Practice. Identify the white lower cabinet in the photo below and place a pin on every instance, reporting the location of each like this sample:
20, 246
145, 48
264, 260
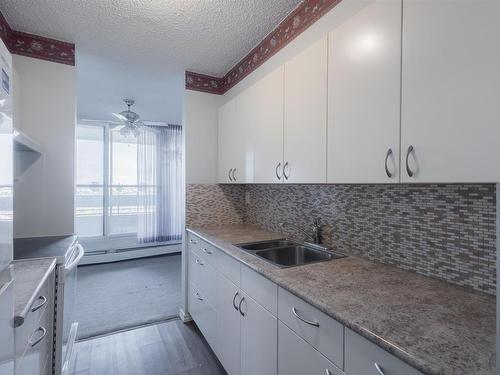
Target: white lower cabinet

+ + + + + + +

YOUR TASK: Copy every line of the item above word for word, leaving out the picture.

RESPONSE TO THIS EXERCISE:
Practice. Identify the white lower cabinet in the photo below and place a pin on every instance, reporting the location of each like this sample:
20, 246
145, 48
264, 260
Target: white lower cabinet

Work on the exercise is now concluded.